■ O problema
Retome o texto sobre a foto do menino no Réveillon de Copacabana e dê continuidade a ele a partir da última frase.

(colaboração de Cláudia Rodrigues)
A foto de um menino de 8 anos, dentro da água, fascinado com a queima de fogos no Réveillon da Praia de Copacabana, no Rio de Janeiro, autoria do fotógrafo Lucas Landau, stringer da agência Reuters, transformou-se em fenômeno de viralização nas redes sociais nas primeiras horas de 2018 (foto do alto). A imagem, focalizada em milhares de postagens e comentada em matérias nacionais, internacionais e artigos, foi publicada originalmente por Landau, em seu Instagram – com novo recorte e sem cores – e fez seu número de seguidores multiplicar de 7 mil para 30 mil em três dias.
Curiosamente, não foi a foto escolhida pela Reuters para ilustrar o evento que atrai a atenção do mundo para o Ano Novo em Copacabana. Enquanto a agência optou por uma imagem que mostrava o reflexo da explosão de fogos de artifício no mar e um grupo de pessoas no contraluz – eleita a melhor foto do mês de janeiro – o registro postado por Landau no Instagram capturou as redes a partir de polêmicas sobre sensacionalismo, uso indevido de imagem, racismo e estereótipos a respeito do negro. A superexposição e acusações públicas nas redes sociais, impostas a Lucas Landau, despertam não só a atenção sobre o profissional mas, especialmente, sobre as rotinas de produção da Reuters na cobertura do Ano Novo.
Autodidata e neto de polonês, Lucas Landau fotografa desde os 14 anos. Com passagem pelas revistas Rolling Stone Brasil, Vogue e Harper’s Bazaar, voltou suas lentes para o fotojornalismo aos 23 anos, quando iniciou sua carreira na Reuters. Cobriu as jornadas de junho em 2013 – manifestações que se espalharam pelas cidades brasileiras e tiveram, como estopim, protestos contra o aumento das passagens de ônibus. A Copa de 2014, a Olimpíada de 2016 e, mais recentemente, fotos documentais que abordam questões sociais e ambientais também fazem parte do portfolio de Landau.
No dia 11 de janeiro, uma reportagem do El País Brasil revelou que o menino é morador de favela e estava com a mãe – vendedora ambulante. Até ali, não faltaram especulações, inclusive sobre as possíveis motivações do fotográfo. Falando ao Blog Agências de Notícias, Landau revela o protocolo de seu trabalho: dezessete minutos para cobrir o réveillon e a decisão de enquadrar a queima de fogos dentro do mar, registrando a diversidade de tipos: brancos, negros, um casal de namorados, um grupo de amigos, turistas e crianças. O menino foi um dos personagens que Landau percebeu no meio da multidão – o único com quem fez um rápido contato.

“Sinto, na rua, que temos a perspectiva que a mídia local não tem. Sei o que posso e o que não posso. Conheço a linguagem fotográfica da Reuters”, sintetiza, acrescentando: “Meu trabalho é registrar como um perito criminal. Não julgo o crime, eu levo as provas”.

■ Material de origem
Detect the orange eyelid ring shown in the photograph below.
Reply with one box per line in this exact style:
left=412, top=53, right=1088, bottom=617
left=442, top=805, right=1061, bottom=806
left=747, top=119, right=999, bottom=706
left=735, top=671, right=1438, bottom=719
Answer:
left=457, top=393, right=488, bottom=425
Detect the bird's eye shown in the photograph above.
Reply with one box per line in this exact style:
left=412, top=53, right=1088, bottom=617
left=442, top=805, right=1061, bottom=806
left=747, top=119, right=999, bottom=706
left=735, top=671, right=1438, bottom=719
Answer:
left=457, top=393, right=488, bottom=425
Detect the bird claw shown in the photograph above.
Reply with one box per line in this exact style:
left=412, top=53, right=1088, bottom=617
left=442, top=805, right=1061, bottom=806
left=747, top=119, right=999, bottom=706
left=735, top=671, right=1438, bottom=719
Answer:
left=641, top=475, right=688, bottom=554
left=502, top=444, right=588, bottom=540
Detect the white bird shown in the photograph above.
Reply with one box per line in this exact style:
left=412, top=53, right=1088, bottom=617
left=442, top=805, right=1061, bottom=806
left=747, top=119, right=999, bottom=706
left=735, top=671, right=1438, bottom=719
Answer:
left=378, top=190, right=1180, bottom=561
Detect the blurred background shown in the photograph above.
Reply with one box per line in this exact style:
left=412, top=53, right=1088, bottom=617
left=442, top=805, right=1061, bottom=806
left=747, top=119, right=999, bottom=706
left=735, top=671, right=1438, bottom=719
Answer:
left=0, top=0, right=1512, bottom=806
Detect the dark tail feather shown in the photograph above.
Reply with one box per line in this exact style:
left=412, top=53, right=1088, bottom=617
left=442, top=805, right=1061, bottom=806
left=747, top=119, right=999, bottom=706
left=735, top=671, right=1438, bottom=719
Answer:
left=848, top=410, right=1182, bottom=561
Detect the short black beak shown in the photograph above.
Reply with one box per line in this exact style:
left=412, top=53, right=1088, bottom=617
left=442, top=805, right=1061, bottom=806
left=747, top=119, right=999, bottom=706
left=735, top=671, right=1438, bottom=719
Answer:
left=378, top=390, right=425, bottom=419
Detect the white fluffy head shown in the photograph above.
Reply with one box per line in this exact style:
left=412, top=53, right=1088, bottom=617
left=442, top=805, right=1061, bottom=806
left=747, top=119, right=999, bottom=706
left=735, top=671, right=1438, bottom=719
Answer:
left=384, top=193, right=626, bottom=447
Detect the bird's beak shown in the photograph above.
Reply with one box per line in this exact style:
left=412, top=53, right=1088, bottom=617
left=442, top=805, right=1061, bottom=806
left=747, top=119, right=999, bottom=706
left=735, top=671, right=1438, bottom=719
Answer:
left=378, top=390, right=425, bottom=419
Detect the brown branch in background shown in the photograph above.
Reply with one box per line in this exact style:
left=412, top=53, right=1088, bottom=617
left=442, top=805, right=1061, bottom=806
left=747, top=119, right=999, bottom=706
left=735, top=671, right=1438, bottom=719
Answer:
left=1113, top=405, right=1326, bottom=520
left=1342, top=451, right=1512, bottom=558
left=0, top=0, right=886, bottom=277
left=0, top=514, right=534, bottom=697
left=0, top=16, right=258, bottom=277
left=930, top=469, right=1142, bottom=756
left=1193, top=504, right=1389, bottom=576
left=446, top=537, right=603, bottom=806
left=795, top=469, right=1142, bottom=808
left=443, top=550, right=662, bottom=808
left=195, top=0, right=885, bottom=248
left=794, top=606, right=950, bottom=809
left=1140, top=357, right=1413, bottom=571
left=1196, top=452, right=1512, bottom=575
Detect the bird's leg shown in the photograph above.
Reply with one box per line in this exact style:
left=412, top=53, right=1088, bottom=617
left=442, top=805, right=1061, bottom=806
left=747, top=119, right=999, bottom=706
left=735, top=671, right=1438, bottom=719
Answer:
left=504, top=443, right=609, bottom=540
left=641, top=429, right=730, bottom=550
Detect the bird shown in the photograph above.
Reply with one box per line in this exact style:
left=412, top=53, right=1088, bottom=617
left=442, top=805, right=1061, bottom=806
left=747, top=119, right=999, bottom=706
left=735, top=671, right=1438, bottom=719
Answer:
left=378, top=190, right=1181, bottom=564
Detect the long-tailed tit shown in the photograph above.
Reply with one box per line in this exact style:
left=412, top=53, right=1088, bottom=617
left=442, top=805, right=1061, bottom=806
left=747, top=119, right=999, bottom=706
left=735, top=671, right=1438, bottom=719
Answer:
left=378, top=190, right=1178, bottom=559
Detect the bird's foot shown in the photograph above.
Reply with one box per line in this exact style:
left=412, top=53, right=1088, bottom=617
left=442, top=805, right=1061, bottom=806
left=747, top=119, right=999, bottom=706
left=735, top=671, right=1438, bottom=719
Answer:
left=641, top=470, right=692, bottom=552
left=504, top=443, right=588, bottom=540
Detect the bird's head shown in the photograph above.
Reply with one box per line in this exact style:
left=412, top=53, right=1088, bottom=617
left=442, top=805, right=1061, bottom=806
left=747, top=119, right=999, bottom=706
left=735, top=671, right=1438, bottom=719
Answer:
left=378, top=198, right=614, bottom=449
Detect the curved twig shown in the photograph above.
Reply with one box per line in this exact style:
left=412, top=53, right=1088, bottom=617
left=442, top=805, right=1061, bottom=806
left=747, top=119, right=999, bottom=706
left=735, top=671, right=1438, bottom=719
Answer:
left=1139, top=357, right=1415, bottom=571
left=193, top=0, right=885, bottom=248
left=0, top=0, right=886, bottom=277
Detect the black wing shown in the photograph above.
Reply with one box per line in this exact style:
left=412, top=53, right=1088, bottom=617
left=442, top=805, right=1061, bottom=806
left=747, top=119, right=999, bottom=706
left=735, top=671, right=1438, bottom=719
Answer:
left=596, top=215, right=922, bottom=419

■ Área de resposta
O registro fidedigno é uma das exigências da Reuters, que não aceita nenhum tratamento nas fotos enviadas pelos fotógrafos. Ao receber a foto original da queima de fogos com o mar avermelhado, a mesa de Singapura – que fazia a seleção do material e a distribuição – desconfiou da utilização de filtro e imediatamente ligou para checar e pedir o “original”, recorda-se Landau. Há dois anos, a agência proibiu fotos no formato RAW – imagem cru com alta flexibilidade de tratamento – e determinou envio de material em JPEG com o mínimo de processamento (corte, correção de níveis, etc.). Segundo Landau, as fotos não devem receber nenhum tipo de edição ou distorção.

“É muita responsabilidade fotografar para a Reuters. Nosso trabalho envolve critério e ética. Documentar o mundo não é fazer um juízo de valores. Mas a realidade é subjetiva e as interpretações fogem ao controle do autor. A foto do menino ganhou vida própria. Virou símbolo do preconceito no país”, pondera Landau.
Embora Landau perceba diferenças nas abordagens da Reuters e da imprensa local, a agência anglo-canadense tem buscado absorver profissionais nascidos ou integrados à região com um olhar local mais aguçado e sensível sobre os acontecimentos, como revelou a pesquisadora Maria Cleidejane Esperidião em sua pesquisa sobre a instituição. Essa política, assinala Jonathan Fenby – ex-editor da Reuters, pesquisador e autor do livro The International News Services (1986) – visa evitar os estereótipos da apuração reprocessada a partir de um garimpo terceirizado junto à mídia local que facilmente incorre em simplificações. O episódio que envolveu Lucas Landau evidenciou o quanto a estratégia é complexa.